▶ _GOAL OF THE EXERCISE_: Rewrite every line from the very first one down to the line holding "[148,427,239,512]", changing each "Result" to "Output" and keeping everything else the same.

★ ★ ★ ★ ★ ★ ★

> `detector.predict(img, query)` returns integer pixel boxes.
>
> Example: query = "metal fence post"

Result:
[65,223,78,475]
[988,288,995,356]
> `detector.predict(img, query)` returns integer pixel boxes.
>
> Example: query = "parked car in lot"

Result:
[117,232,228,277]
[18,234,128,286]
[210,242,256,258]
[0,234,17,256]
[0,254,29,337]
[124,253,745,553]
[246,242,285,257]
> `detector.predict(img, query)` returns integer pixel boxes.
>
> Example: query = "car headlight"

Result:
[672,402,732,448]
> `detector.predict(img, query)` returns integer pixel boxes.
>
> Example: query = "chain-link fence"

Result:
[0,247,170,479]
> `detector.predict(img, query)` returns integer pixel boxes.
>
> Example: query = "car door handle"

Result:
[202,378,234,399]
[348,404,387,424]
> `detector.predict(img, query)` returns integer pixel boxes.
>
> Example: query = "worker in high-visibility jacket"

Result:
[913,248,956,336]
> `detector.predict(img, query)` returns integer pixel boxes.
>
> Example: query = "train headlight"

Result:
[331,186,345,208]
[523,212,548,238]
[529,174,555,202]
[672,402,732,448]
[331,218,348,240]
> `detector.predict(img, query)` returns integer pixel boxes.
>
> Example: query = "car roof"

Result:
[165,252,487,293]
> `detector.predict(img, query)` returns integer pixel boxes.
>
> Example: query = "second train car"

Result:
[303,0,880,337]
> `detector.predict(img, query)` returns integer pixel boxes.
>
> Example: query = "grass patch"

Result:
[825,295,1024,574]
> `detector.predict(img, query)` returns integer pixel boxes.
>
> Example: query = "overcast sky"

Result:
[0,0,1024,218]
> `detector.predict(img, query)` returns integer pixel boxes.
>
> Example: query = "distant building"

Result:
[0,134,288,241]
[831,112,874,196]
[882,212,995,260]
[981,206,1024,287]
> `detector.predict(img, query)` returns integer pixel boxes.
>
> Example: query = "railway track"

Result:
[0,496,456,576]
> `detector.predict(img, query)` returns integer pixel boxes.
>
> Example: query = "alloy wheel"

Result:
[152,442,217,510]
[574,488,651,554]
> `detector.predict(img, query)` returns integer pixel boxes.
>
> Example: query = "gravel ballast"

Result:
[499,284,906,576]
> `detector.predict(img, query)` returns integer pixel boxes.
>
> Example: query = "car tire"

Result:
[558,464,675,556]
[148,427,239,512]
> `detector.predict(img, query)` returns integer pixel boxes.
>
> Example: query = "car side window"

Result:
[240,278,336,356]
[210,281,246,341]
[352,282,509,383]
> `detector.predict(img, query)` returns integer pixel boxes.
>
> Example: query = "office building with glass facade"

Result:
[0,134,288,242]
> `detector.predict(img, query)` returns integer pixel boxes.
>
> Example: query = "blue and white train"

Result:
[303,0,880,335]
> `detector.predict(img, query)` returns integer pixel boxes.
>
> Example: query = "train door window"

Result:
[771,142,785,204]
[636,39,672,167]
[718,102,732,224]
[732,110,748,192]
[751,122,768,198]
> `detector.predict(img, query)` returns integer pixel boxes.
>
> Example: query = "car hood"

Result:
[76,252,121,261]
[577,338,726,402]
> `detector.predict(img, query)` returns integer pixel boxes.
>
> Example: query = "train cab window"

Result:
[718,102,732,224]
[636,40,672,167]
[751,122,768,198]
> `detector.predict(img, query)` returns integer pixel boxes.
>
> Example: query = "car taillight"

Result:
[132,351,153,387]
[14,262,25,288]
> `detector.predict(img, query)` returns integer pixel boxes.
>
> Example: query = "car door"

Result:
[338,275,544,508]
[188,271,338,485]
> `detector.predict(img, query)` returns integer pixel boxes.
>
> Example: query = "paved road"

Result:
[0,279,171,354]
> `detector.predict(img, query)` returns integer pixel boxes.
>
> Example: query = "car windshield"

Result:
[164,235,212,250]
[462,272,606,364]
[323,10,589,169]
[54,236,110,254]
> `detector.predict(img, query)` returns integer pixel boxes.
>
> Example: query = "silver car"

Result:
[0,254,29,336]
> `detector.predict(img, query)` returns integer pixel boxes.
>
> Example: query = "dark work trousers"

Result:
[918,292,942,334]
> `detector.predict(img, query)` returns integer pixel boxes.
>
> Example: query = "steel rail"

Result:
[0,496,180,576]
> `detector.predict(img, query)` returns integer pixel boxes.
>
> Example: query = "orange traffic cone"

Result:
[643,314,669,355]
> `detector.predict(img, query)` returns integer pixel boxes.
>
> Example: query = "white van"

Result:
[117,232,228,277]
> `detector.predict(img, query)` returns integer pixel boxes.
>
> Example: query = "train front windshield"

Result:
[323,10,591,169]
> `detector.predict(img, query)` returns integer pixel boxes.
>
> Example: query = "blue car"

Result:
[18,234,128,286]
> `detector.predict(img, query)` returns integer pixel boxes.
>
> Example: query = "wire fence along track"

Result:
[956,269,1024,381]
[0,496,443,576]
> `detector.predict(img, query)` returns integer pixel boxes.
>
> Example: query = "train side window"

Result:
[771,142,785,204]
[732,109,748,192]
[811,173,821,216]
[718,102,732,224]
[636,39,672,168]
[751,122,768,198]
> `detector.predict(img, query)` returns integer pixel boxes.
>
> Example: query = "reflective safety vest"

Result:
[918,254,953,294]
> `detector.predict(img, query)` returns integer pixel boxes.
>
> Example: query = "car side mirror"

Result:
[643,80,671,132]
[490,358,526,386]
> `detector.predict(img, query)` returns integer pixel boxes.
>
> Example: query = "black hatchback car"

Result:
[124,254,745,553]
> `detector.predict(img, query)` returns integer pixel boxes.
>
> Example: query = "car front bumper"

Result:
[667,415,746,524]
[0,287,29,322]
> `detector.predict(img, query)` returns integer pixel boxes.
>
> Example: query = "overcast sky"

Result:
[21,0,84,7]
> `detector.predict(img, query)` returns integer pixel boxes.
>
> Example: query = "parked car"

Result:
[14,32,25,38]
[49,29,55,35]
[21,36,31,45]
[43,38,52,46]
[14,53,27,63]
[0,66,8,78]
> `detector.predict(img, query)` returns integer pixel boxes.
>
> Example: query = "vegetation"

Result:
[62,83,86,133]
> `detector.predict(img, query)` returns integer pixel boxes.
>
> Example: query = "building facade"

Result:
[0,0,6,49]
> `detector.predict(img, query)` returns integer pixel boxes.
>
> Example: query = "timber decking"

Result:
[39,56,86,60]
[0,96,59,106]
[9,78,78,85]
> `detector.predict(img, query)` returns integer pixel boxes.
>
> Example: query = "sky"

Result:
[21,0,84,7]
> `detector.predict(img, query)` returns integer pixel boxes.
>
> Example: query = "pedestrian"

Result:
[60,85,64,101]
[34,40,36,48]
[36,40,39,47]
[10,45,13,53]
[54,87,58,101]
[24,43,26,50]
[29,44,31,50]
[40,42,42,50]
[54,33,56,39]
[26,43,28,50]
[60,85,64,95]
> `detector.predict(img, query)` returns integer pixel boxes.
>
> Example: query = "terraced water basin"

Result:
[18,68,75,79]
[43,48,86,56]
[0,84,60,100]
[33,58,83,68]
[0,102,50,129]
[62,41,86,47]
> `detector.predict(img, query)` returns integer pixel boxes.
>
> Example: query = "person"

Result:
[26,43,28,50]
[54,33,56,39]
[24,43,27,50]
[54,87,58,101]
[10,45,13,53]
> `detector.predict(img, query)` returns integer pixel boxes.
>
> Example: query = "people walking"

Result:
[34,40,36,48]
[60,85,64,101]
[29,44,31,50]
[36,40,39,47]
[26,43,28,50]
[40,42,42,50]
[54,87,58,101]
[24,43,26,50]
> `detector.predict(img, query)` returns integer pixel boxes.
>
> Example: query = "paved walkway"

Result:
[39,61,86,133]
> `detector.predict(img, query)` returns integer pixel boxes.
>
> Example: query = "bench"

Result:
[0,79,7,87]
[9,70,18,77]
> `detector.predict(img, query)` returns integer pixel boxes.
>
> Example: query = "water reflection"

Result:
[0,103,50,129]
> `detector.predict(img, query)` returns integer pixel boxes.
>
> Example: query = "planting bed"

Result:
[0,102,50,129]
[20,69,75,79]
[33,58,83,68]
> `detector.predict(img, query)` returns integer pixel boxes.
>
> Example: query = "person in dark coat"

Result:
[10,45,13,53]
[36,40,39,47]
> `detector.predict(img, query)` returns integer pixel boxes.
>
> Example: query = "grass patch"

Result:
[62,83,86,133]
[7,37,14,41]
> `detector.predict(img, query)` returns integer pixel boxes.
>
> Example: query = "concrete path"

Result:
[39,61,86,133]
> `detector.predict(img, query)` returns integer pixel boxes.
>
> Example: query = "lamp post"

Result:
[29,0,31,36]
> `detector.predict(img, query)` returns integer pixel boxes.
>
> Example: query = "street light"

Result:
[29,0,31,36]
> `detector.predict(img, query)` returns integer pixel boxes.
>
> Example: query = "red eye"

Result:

★ ★ ★ ★ ★ ★ ★

▶ _WRITTEN REPLY_:
> `detector.predict(img, query)` returns integer pixel boxes.
>
> Example: query = "metal fence post"

Output:
[65,223,78,475]
[988,288,995,356]
> `detector.predict(img, query)` returns integer pixel boxes.
>
> Example: query = "parked car in lot"

Output:
[117,232,228,277]
[18,234,128,286]
[210,242,256,258]
[0,234,17,256]
[0,254,29,337]
[124,253,745,553]
[246,242,285,257]
> `detector.predict(img, query)` returns integer pixel boxes.
>
> Example: query = "car headlight"

Output:
[672,402,732,448]
> `detector.predict(img, query)` returns integer pixel boxes.
>
> Example: query = "chain-link fence"

Output:
[0,247,170,479]
> `detector.predict(img, query)` returns integer pixel boxes.
>
> Example: query = "car door handle"

Output:
[202,378,234,399]
[348,404,387,424]
> `detector.predict(img, query)` returns integer pixel boxes.
>
> Example: query = "worker in high-visibility jacket"

Output:
[913,248,956,336]
> `detector.predict(img, query)` returns integer pixel boxes.
>
> Example: query = "train headlight"

Output:
[331,186,345,208]
[523,212,548,238]
[529,174,555,202]
[672,402,732,448]
[331,218,348,240]
> `detector.predict(img, query)` returns integer pixel boxes.
>
> Example: query = "car roof"

Output:
[165,252,487,293]
> `detector.predict(img, query)` returns integer pixel boxes.
>
> Example: query = "second train car"

Output:
[303,0,880,337]
> `detector.predict(img, query)` returns integer pixel boxes.
>
> Example: query = "grass patch"

Output:
[825,295,1024,574]
> `detector.predict(img, query)` returns integer pixel boxes.
>
> Example: query = "overcast sky"

Output:
[0,0,1024,218]
> `detector.predict(img, query)` returns integer pixel boxes.
>
> Example: query = "distant building"

Output:
[0,134,288,241]
[831,112,874,196]
[882,212,995,260]
[981,206,1024,287]
> `detector.predict(img, query)` returns integer pixel boxes.
>
> Example: query = "railway track"

Output:
[0,496,456,576]
> `detector.predict(img, query)` returns integer pixel boxes.
>
> Example: query = "alloy wheel"

Output:
[152,442,217,510]
[574,488,651,554]
> `detector.predict(img, query)` returns integer pixel boxes.
>
> Example: query = "gravel ballast"

Output:
[499,284,906,576]
> `detector.predict(img, query)` returns integer pixel boxes.
>
> Example: query = "car tire"

Output:
[558,464,675,556]
[148,427,239,512]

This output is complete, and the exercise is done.